**Work to complete:**
Render every line of the records below as a numbered list, skipping any blank lines and leaving out the pictures.

-*-

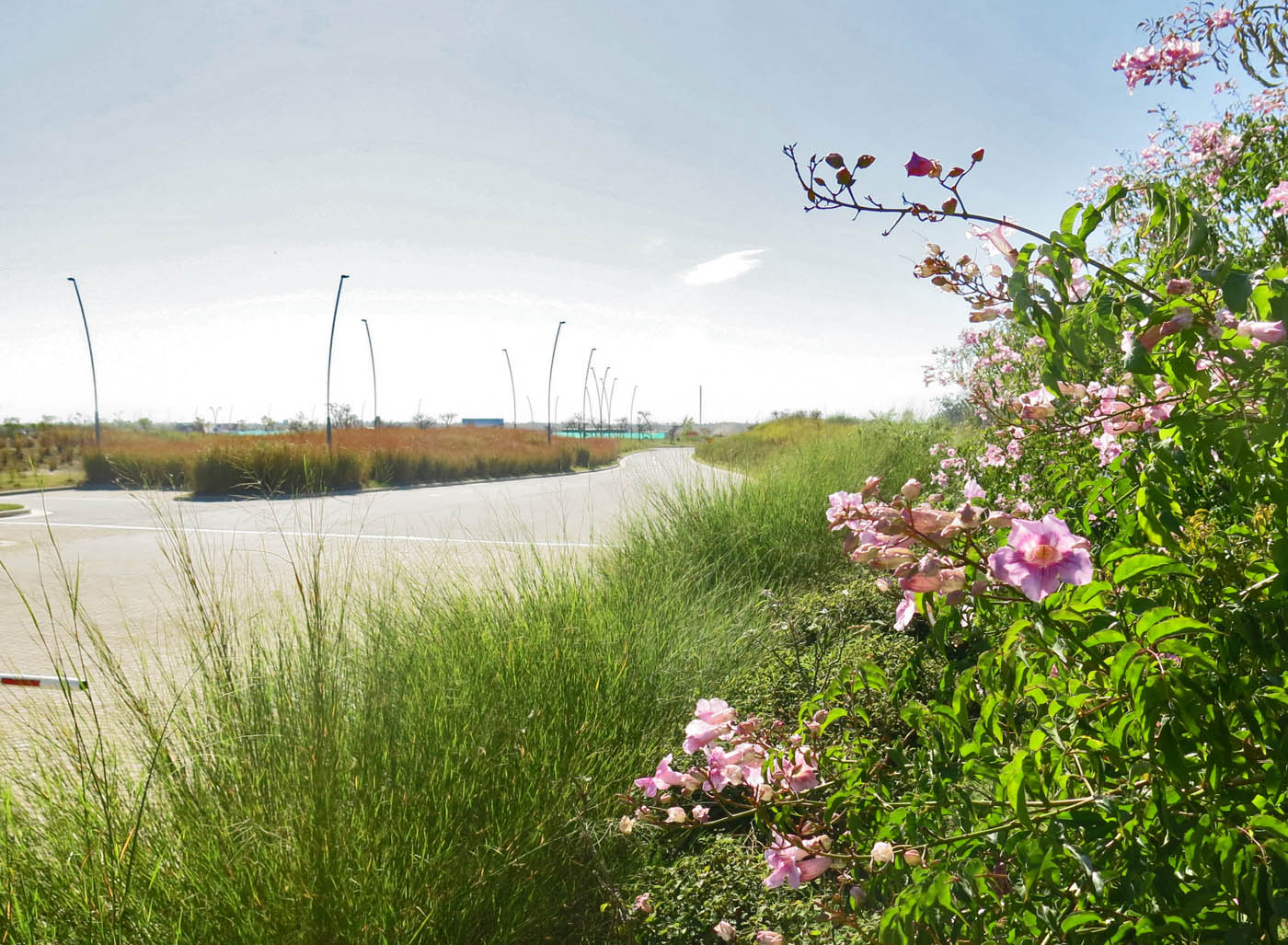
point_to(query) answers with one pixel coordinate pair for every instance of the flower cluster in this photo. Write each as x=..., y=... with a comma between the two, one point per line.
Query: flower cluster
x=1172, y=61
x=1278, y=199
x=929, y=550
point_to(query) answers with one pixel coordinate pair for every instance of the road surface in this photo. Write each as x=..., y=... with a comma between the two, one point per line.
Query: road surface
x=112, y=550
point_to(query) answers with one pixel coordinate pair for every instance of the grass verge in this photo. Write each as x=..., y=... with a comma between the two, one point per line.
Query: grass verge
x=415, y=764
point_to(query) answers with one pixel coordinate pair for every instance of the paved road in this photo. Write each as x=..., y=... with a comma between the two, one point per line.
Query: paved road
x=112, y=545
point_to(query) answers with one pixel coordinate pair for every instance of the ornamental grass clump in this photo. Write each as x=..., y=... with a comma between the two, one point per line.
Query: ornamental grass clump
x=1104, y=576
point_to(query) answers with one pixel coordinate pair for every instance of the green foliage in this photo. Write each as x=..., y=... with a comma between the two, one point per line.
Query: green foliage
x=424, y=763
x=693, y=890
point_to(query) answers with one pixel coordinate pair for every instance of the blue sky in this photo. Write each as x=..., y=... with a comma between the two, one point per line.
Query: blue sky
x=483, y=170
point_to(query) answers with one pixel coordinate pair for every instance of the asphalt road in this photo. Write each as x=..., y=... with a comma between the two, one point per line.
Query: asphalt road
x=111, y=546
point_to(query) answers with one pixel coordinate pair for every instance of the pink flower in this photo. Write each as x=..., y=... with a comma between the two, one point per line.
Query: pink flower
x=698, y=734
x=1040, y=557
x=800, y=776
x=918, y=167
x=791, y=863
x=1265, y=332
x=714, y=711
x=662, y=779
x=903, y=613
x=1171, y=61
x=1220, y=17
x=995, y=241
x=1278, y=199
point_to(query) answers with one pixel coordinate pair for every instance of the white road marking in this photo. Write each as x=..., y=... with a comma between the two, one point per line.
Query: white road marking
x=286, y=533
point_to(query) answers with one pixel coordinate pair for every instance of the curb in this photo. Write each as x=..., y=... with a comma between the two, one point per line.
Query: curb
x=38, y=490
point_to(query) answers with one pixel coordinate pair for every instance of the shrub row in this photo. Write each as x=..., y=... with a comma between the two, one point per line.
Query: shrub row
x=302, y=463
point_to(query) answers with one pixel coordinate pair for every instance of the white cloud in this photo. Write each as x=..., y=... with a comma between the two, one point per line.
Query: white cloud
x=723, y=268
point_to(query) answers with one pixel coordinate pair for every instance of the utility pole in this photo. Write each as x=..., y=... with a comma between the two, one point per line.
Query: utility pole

-*-

**Written answer:**
1. point_to(query) answers with one pixel coordinate pair for every instance of the flower cluster in this photo. Write each as x=..., y=... with a comma between the two, one point per line.
2. Query: flower cluster
3. x=1172, y=61
4. x=1278, y=199
5. x=929, y=550
6. point_to(query) answers with one pixel coordinate pair for every instance of the road surface in this photo. Write each as x=..., y=... with a comma between the two, one point per line.
7. Query: road surface
8. x=112, y=550
9. point_to(query) answers with one pixel coordinate pair for every instance of the grass verge in this photo. Write each as x=..., y=... with a comma between the two, one point per line.
10. Query: grass verge
11. x=415, y=764
12. point_to(query) answers with one pixel coordinate pair for every instance of the paved road in this photo. Write each as x=..., y=... with a comma between the two, one point per line.
13. Query: paved road
14. x=112, y=545
15. point_to(query) answers with one pixel coordinate pair for every instance of the ornamental grass clump in this photo. Write each as x=..., y=... with a comma between the two, one point per line.
16. Query: ornamental grass clump
17. x=1104, y=576
18. point_to(query) answers with one pixel coordinate pair for every instance of the green foliage in this photo. Write each as x=..., y=... with a comma between the two, one point per line.
19. Query: green foliage
20. x=424, y=763
21. x=693, y=890
22. point_to(query) answers with one pixel coordinate pair for every instance of the blue sky in this photo. Write each as x=..., y=... with a comma between the two, one point per line.
23. Query: blue sky
24. x=483, y=170
25. point_to(query) answers with one pixel coordinate pair for every instance of the asphalt road in this photo. Write each as x=..., y=... with a comma between the two, one point per line.
26. Query: asphalt road
27. x=111, y=546
28. point_to(query) answers with one pixel coordinate pair for every instance of the pink flower in this photo. Write each as x=..., y=... with a comma between the two, one point per line.
29. Query: pink flower
30. x=698, y=734
31. x=1040, y=557
32. x=800, y=776
33. x=918, y=167
34. x=791, y=863
35. x=1265, y=332
36. x=714, y=711
37. x=662, y=779
38. x=903, y=613
39. x=1171, y=61
40. x=1220, y=17
41. x=995, y=241
42. x=1278, y=199
43. point_to(query) answers with one pixel coordinate pair for every instance of the white road marking in this photo. Write each as x=..., y=... with a comma between the two, one point per line.
44. Query: white road marking
45. x=286, y=533
46. point_to(query) answers with one pixel coordinate pair for every instance of the curb in this photo. Write each as x=..., y=... with a comma between the two, one point per line.
47. Query: curb
48. x=38, y=490
49. point_to(query) answers with one pixel coordinate pair for every instance of the shrub row in this photo. Write each as x=..., y=... with a comma between the two, one point per line.
50. Query: shrub row
51. x=302, y=463
52. point_to(query) answers with one pixel coordinate pair for every instance of the white cloud in this photo. Write each as x=..., y=... with a comma between the two, one point per line.
53. Query: white cloud
54. x=723, y=268
55. point_to(query) answers with one pixel coordinate pair for every instance of the utility pole in this photo. Write each as x=..., y=... with a comma between the two, one point per line.
56. Query: utility pole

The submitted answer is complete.